TASK STATEMENT:
An exact copy of every record is needed, with the pictures left out.

Spatial localization data
================================

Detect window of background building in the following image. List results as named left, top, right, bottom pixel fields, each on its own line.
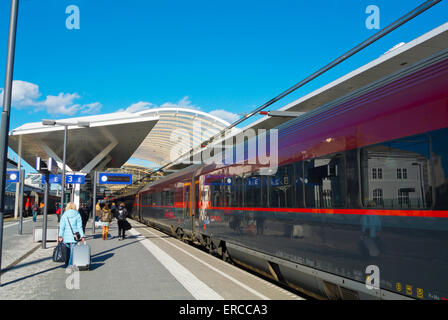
left=373, top=188, right=383, bottom=206
left=361, top=133, right=432, bottom=209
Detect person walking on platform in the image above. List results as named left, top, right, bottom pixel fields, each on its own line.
left=117, top=202, right=128, bottom=241
left=32, top=202, right=39, bottom=222
left=79, top=203, right=90, bottom=233
left=25, top=198, right=31, bottom=217
left=95, top=202, right=102, bottom=222
left=39, top=202, right=44, bottom=216
left=100, top=204, right=112, bottom=240
left=111, top=202, right=117, bottom=219
left=58, top=202, right=85, bottom=268
left=56, top=203, right=62, bottom=223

================================

TASK RESULT:
Detect window of background building in the following image. List results as named left, top, right, bottom pixel fields, each on its own line.
left=373, top=188, right=383, bottom=206
left=361, top=133, right=432, bottom=209
Detect person walking on platform in the image above. List results as named left, top, right, bottom pixel fields, each on its own line.
left=117, top=202, right=128, bottom=241
left=32, top=202, right=39, bottom=222
left=79, top=203, right=90, bottom=233
left=25, top=198, right=31, bottom=217
left=95, top=202, right=102, bottom=222
left=39, top=202, right=44, bottom=216
left=100, top=204, right=112, bottom=240
left=111, top=202, right=117, bottom=219
left=58, top=202, right=85, bottom=268
left=56, top=203, right=62, bottom=223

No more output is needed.